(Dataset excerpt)
- - -

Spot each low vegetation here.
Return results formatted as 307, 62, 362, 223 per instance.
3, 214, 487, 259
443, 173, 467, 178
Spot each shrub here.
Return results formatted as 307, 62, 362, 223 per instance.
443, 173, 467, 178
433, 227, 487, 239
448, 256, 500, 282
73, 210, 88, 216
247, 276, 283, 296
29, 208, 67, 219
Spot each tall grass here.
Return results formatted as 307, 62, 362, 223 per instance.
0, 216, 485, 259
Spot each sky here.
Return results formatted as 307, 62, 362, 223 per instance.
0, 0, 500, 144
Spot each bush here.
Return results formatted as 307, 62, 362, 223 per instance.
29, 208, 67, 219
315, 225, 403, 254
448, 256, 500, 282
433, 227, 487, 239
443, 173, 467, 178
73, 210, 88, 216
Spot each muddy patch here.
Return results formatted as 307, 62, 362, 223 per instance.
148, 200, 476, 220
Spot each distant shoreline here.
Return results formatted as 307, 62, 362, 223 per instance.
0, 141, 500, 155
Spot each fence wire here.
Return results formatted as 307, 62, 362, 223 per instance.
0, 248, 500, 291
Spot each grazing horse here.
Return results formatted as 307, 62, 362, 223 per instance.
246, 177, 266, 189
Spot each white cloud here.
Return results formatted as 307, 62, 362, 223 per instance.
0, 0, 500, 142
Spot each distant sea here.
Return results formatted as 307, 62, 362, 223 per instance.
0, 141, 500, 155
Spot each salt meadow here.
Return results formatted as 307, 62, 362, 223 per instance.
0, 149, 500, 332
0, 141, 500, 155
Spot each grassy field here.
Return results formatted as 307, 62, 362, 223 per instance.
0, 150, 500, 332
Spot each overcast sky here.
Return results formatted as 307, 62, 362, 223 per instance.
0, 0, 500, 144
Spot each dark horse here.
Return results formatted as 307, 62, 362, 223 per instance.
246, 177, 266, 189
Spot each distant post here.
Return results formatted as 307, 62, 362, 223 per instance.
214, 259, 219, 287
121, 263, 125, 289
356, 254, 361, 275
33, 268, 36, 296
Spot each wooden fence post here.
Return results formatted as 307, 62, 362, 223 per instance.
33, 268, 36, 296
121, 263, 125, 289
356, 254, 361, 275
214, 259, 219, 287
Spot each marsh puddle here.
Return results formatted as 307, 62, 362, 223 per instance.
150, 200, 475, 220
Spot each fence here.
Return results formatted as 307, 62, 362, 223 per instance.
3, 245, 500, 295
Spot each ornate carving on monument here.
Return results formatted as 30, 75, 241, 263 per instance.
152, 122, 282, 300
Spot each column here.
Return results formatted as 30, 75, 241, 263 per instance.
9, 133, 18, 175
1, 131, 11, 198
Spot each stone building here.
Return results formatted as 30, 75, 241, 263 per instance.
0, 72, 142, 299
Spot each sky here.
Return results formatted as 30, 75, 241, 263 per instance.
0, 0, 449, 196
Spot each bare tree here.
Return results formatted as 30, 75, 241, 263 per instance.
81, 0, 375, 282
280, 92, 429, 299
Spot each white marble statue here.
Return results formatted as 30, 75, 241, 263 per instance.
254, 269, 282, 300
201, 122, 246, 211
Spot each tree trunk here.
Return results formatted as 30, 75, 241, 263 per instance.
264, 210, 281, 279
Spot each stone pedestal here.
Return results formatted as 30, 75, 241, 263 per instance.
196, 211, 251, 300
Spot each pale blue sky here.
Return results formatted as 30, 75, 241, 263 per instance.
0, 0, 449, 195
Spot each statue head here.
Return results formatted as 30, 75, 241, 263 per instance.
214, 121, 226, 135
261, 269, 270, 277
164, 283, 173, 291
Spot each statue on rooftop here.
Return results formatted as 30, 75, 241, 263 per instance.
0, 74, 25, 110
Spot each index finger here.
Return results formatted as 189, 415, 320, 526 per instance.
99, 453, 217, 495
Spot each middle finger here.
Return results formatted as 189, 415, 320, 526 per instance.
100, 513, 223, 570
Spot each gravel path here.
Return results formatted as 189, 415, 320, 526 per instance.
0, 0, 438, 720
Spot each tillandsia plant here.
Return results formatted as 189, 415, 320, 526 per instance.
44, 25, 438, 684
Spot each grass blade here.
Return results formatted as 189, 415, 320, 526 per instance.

- - -

> _TASK GOAL_
Please put every line of the entries above into a numbered list, leaving out any blank lines.

> _SOLUTION TO THIS TASK_
1. Spot each low vegetation here.
2. Return results formatted as 307, 62, 362, 223 per instance.
3. 3, 214, 487, 259
4. 443, 173, 467, 178
5. Spot each shrub here.
6. Return results formatted as 307, 62, 362, 223 per instance.
7. 443, 173, 467, 178
8. 433, 227, 487, 239
9. 448, 256, 500, 282
10. 73, 210, 88, 216
11. 247, 276, 283, 296
12. 29, 208, 67, 219
13. Spot each tall grass here.
14. Return results formatted as 307, 62, 362, 223 per instance.
15. 0, 216, 485, 259
16. Spot each sky here.
17. Return results formatted as 307, 62, 362, 223 per instance.
18. 0, 0, 500, 144
19. Spot each bush here.
20. Return results formatted as 307, 62, 362, 223 per instance.
21. 29, 208, 67, 219
22. 315, 225, 403, 254
23. 448, 256, 500, 282
24. 433, 227, 487, 239
25. 443, 173, 467, 178
26. 73, 210, 88, 216
27. Spot each muddy patch here.
28. Return results formatted as 307, 62, 362, 223 per instance.
29. 148, 200, 476, 220
30. Spot each distant shoreline here.
31. Return results formatted as 307, 62, 362, 223 per instance.
32. 0, 141, 500, 155
33. Spot each fence wire here.
34. Return results formatted as 307, 62, 362, 223 per instance.
35. 0, 248, 500, 291
36. Spot each grazing horse here.
37. Return results formatted as 307, 62, 362, 223 per instance.
38. 246, 177, 266, 189
39. Spot each white cloud here.
40. Return results formatted as 307, 62, 362, 223 per instance.
41. 0, 0, 500, 142
42. Spot each distant sea here.
43. Return results formatted as 307, 62, 362, 223 per instance.
44. 0, 141, 500, 155
45. Spot each salt meadow here.
46. Return results formatted as 307, 62, 362, 223 per instance.
47. 0, 149, 500, 332
48. 0, 141, 500, 155
49. Spot each grassy field here.
50. Return results formatted as 307, 62, 362, 223 per instance.
51. 0, 150, 500, 332
52. Spot each overcast sky here.
53. Return results formatted as 307, 62, 362, 223 per instance.
54. 0, 0, 500, 144
55. Spot each dark horse here.
56. Return results formatted as 307, 62, 362, 223 per instance.
57. 246, 177, 266, 189
58. Spot each distant post here.
59. Return results formatted as 307, 62, 362, 223 per instance.
60. 214, 259, 219, 287
61. 121, 263, 125, 289
62. 356, 254, 361, 275
63. 33, 268, 36, 296
64. Spot each wooden fence post here.
65. Return results formatted as 307, 62, 362, 223 per instance.
66. 33, 268, 36, 296
67. 121, 263, 125, 289
68. 356, 254, 361, 275
69. 214, 259, 219, 287
70. Spot each marsh puddle here.
71. Return results formatted as 307, 62, 362, 223 per instance.
72. 150, 200, 475, 220
73. Spot each fence here.
74. Return results formatted as 307, 62, 362, 223 per instance.
75. 3, 245, 500, 295
76. Spot each ornate carving on monument here.
77. Return results formatted as 30, 75, 241, 263 per instance.
78. 152, 122, 282, 300
79. Spot each column here.
80. Return results formatted as 30, 75, 241, 263 per instance.
81. 9, 133, 18, 175
82. 1, 131, 11, 198
83. Spot each stone building here.
84. Return results formatted as 30, 75, 241, 263 per instance.
85. 0, 72, 142, 299
86. Spot each sky here.
87. Return results formatted as 30, 75, 241, 263 per instance.
88. 0, 0, 449, 196
89. Spot each bare tree here.
90. Return results formatted as 30, 75, 241, 263 per instance.
91. 81, 0, 375, 282
92. 280, 92, 429, 299
93. Spot each white marble statue here.
94. Return results formatted as 30, 75, 241, 263 per instance.
95. 254, 269, 282, 300
96. 201, 122, 246, 211
97. Spot each tree trunk here.
98. Return results formatted as 30, 75, 241, 263 per instance.
99. 264, 210, 281, 279
100. Spot each stone pedestal here.
101. Return results formatted as 30, 75, 241, 263 per instance.
102. 196, 211, 251, 300
103. Spot each pale blue sky here.
104. Return results formatted as 30, 75, 241, 263 per instance.
105. 0, 0, 449, 195
106. Spot each statue head here.
107. Return results formatted as 30, 75, 241, 263 per instance.
108. 214, 121, 226, 135
109. 261, 269, 270, 277
110. 164, 283, 173, 291
111. Spot each statue on rooftop here.
112. Return results formatted as 30, 75, 241, 263 per instance.
113. 0, 74, 25, 110
114. Spot each index finger here.
115. Return results formatted as 189, 415, 320, 526 per instance.
116. 99, 453, 217, 495
117. Spot each middle finger here.
118. Return results formatted as 189, 415, 320, 526 per instance.
119. 100, 513, 223, 570
120. Spot each gravel path here.
121. Return results formatted as 189, 415, 320, 526 per instance.
122. 0, 0, 438, 720
123. Spot each tillandsia plant here.
124. Return results formatted as 189, 415, 320, 526 per instance.
125. 44, 25, 438, 684
126. Spot each grass blade here.
127. Return results formatted as 189, 415, 320, 526 per instance.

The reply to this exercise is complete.